EXTRACTED RECORDS:
┄┄┄┄┄┄┄┄┄┄
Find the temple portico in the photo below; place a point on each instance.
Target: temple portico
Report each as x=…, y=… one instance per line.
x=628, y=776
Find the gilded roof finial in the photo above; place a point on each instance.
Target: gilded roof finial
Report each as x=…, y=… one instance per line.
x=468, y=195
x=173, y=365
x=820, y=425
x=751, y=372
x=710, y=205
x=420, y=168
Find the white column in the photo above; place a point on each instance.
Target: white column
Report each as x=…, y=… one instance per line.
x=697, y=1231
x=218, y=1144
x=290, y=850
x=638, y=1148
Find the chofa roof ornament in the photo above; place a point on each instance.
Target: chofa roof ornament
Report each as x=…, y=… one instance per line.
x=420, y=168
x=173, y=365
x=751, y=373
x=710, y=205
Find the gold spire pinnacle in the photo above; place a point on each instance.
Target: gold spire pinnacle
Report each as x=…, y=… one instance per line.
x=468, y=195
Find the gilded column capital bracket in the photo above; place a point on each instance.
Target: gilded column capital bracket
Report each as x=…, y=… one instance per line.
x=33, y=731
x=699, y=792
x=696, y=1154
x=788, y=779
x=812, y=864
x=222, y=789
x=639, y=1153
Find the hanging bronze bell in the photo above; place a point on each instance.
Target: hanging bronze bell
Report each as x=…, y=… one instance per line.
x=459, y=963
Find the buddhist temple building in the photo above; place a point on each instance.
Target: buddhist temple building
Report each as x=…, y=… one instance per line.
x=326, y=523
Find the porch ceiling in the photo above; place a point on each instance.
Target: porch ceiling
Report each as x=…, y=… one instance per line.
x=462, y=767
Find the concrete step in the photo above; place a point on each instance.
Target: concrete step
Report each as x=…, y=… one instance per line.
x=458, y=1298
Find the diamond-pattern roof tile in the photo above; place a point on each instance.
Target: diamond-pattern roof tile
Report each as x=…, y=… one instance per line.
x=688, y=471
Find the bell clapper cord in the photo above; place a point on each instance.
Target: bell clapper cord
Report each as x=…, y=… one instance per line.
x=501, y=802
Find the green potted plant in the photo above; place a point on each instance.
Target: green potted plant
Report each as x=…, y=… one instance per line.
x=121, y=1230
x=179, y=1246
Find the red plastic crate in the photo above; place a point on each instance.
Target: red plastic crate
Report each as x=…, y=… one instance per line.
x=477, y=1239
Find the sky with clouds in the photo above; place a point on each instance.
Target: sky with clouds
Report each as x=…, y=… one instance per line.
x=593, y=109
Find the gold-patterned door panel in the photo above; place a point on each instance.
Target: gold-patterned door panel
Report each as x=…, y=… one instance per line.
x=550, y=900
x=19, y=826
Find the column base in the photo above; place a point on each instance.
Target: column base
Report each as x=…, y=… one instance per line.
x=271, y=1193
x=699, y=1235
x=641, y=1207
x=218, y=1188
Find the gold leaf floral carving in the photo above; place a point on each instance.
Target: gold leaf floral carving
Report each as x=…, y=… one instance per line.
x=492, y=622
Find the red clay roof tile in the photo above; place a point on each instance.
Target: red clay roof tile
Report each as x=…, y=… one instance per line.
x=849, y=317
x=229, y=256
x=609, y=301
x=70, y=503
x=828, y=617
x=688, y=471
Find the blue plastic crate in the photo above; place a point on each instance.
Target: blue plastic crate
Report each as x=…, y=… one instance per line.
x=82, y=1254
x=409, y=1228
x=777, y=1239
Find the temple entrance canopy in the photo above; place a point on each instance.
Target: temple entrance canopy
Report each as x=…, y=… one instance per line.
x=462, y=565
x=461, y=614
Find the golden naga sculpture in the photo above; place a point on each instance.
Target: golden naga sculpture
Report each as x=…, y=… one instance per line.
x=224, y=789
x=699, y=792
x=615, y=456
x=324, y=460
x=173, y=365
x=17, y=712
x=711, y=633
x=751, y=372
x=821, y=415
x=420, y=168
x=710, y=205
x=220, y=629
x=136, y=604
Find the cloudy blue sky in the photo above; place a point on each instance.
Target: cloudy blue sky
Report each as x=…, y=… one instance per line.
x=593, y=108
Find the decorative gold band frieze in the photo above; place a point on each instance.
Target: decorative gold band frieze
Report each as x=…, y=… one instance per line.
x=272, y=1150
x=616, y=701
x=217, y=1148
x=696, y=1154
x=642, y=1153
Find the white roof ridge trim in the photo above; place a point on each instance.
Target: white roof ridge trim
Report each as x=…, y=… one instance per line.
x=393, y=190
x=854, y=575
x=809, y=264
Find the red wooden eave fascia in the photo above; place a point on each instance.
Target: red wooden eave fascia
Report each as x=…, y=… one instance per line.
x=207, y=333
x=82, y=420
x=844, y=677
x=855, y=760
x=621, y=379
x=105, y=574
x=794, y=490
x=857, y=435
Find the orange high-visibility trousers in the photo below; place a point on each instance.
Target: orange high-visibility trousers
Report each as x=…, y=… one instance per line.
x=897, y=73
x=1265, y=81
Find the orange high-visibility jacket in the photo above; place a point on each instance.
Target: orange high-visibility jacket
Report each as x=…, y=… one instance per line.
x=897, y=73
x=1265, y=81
┄┄┄┄┄┄┄┄┄┄
STATED EXERCISE: Convert the records above, from their first line through the line containing "x=638, y=1148", into a Markdown table with the columns "No." and "Entry", numbering each line and leaving out blank lines.

EXERCISE RESPONSE:
| No. | Entry |
|---|---|
| 1 | Find the temple portico in the photo below; place a point on each instance. |
| 2 | Target: temple portico |
| 3 | Report each as x=…, y=… one instance per line. |
| 4 | x=628, y=776 |
| 5 | Find the gilded roof finial in the photo above; place a point on each instance. |
| 6 | Target: gilded roof finial |
| 7 | Report each as x=…, y=… one instance per line. |
| 8 | x=468, y=195 |
| 9 | x=173, y=365 |
| 10 | x=820, y=425 |
| 11 | x=751, y=372 |
| 12 | x=710, y=205 |
| 13 | x=420, y=168 |
| 14 | Find the white column in the photo above; place a point on each instance. |
| 15 | Target: white column |
| 16 | Report each as x=…, y=… one instance per line. |
| 17 | x=697, y=1231 |
| 18 | x=218, y=1144 |
| 19 | x=290, y=850 |
| 20 | x=638, y=1148 |